Transcribe the records in full, keeping every word exactly as given.

==== MATERIAL PROVIDED

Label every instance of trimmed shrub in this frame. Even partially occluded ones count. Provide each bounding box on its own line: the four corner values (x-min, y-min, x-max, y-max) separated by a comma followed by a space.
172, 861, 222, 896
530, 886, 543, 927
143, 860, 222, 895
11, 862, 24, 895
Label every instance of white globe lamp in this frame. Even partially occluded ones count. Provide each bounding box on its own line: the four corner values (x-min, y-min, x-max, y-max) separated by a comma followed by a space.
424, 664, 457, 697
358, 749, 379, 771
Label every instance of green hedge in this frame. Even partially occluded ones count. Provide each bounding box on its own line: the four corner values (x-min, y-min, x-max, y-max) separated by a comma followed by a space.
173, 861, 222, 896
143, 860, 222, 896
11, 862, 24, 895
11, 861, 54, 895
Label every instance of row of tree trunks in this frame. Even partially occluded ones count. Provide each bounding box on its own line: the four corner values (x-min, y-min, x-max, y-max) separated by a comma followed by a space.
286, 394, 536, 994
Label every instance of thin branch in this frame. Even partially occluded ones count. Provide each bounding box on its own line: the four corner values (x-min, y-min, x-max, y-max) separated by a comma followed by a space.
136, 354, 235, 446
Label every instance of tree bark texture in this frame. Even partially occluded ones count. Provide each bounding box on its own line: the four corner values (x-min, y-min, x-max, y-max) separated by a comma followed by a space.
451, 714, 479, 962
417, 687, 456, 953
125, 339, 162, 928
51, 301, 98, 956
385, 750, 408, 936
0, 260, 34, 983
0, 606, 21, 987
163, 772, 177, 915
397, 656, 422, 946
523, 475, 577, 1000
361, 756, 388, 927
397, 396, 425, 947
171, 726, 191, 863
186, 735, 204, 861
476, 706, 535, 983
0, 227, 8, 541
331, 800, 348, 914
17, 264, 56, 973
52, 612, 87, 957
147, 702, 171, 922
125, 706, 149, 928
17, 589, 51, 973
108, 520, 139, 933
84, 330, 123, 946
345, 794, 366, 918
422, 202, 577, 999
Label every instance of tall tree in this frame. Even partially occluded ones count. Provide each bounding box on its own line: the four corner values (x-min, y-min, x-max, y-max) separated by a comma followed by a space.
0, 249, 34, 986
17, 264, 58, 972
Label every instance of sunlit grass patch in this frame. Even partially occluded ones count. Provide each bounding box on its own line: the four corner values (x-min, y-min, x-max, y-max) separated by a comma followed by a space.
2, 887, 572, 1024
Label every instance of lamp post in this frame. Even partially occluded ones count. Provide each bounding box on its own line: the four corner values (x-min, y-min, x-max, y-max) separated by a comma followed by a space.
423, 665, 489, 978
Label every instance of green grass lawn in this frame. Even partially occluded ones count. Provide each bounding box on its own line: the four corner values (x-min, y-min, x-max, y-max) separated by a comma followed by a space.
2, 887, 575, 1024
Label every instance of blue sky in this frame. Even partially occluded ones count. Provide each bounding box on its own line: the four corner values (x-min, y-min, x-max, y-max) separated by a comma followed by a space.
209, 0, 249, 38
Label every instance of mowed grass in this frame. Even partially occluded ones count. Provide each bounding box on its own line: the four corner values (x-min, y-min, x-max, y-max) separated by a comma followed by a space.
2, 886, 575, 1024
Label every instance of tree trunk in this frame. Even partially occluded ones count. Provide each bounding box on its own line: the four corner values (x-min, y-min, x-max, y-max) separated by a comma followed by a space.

========

- [SOLVED PROBLEM]:
Label every instance of trimmed shrub in this frame. Even partially occluded ones count. Provide each bounding box on its own line: the four corner values (x-min, y-min, x-max, y-max) separated by a comma followed by a space.
172, 861, 222, 896
530, 886, 543, 927
143, 860, 222, 895
11, 862, 24, 895
Label every instance of white globe lamp in this frame. Even partially occluded ones count. Provide each bounding box on its own line: the four corner values (x-min, y-min, x-max, y-max) separated by a comma followed by a space.
424, 664, 457, 697
358, 749, 379, 771
Label every instance of green hedge in this frame. Even partially occluded ones count. Provide each bounding box on its own line: the four corner values (x-min, y-min, x-max, y-max) separated by a comma followed by a space.
173, 861, 222, 896
143, 860, 222, 896
11, 862, 24, 895
11, 861, 54, 895
Label every instance of row of tree trunks in this frame. Even partially occluded ones count. Provide each bounding box on its own line: the four corner values (x-min, y-min, x-max, y-max) separated by a comma followed by a space.
286, 394, 536, 994
Label every instance of thin branch in this frame. Even partially occluded ones count. Provide each bounding box on its own line: the four corner values (x-min, y-min, x-max, y-max) separated by a comma followed by a space.
136, 354, 235, 446
Label every instance of tree bark texture in this frame. Even partially occluded ones count. Provide each bounding box on its own line: the four corner values (x-min, y-min, x-max, y-max) separated by a comma followed by a space.
451, 714, 479, 962
417, 687, 456, 953
125, 339, 162, 928
51, 301, 98, 956
385, 750, 408, 936
0, 260, 34, 983
0, 606, 21, 987
163, 772, 177, 915
397, 656, 422, 946
523, 475, 577, 1000
361, 756, 388, 927
397, 396, 425, 947
171, 726, 191, 863
186, 735, 204, 861
476, 706, 535, 983
0, 227, 8, 541
331, 800, 348, 914
17, 264, 56, 973
52, 612, 87, 957
147, 702, 171, 922
125, 706, 149, 928
17, 589, 51, 973
108, 520, 139, 933
84, 330, 123, 946
345, 794, 366, 918
422, 202, 577, 999
Label every instance of tall tree in this frame. Even partially occluded ones count. Provide each bounding box on its own line: the four corner values (x-min, y-min, x-max, y-max) separated by a comma followed by a space.
0, 249, 34, 986
17, 264, 58, 972
Label every instance of sunlit grass patch in this frame. Even partially occluded ones count. Provide each bounding box on its own line: the four corner values (x-min, y-min, x-max, y-max) separated by a comma followed by a space.
2, 887, 572, 1024
Label every instance of lamp post in this frame. Even partially occluded ones count. Provide each bounding box on its own line: the four corner values (x-min, y-min, x-max, y-max) separated by a comma followed by a space.
423, 665, 489, 978
Label every instance of green grass lawn in this frame. Even partially occluded ones count. Provide each bounding box on its own line: the four corner values (x-min, y-min, x-max, y-max) separated by a comma followed by a space.
2, 887, 575, 1024
Label every instance of blue sky in this frame. Even partially occluded ones count. Provide each bounding box on its own line: the four corner values (x-min, y-min, x-max, y-max) separated by a comma followed by a space.
209, 0, 249, 38
Label every instance of mowed grass in this frame. Even partially occluded ones count. Provide each bounding box on its own line: the four corner values (x-min, y-min, x-max, y-max) separated by a comma followed by a space.
2, 886, 575, 1024
Label every instance of tree trunk in this frame. Even partially occluded ones count. Provide each bounding box on its own line: the four corner values (x-min, y-min, x-max, y-max) separated by a comma followed by a space.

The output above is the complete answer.